## Data for this exercise
__________________________________________________
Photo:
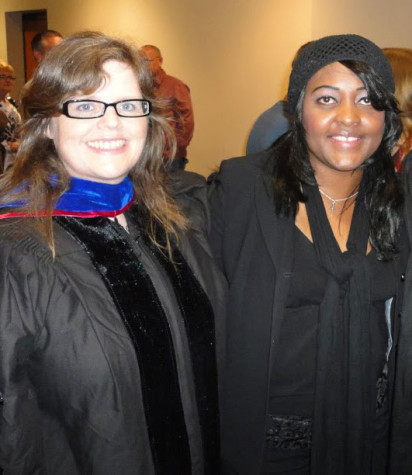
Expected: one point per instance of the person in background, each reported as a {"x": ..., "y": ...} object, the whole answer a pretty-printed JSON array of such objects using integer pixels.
[
  {"x": 272, "y": 123},
  {"x": 401, "y": 64},
  {"x": 269, "y": 126},
  {"x": 43, "y": 42},
  {"x": 109, "y": 297},
  {"x": 309, "y": 236},
  {"x": 180, "y": 110},
  {"x": 9, "y": 136}
]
__________________________________________________
## Task statement
Reproduce the items above, replacing "pretty-printed" with "indented" and leaving everything else unchanged. Omit the pictures.

## Answer to this task
Photo:
Expected: one point per instance of the person in background, each reported as a {"x": ..., "y": ...} object, the whole answer a indented JSON array of such objects using integer pixels.
[
  {"x": 272, "y": 123},
  {"x": 401, "y": 64},
  {"x": 269, "y": 126},
  {"x": 43, "y": 42},
  {"x": 109, "y": 297},
  {"x": 309, "y": 236},
  {"x": 180, "y": 110},
  {"x": 9, "y": 136}
]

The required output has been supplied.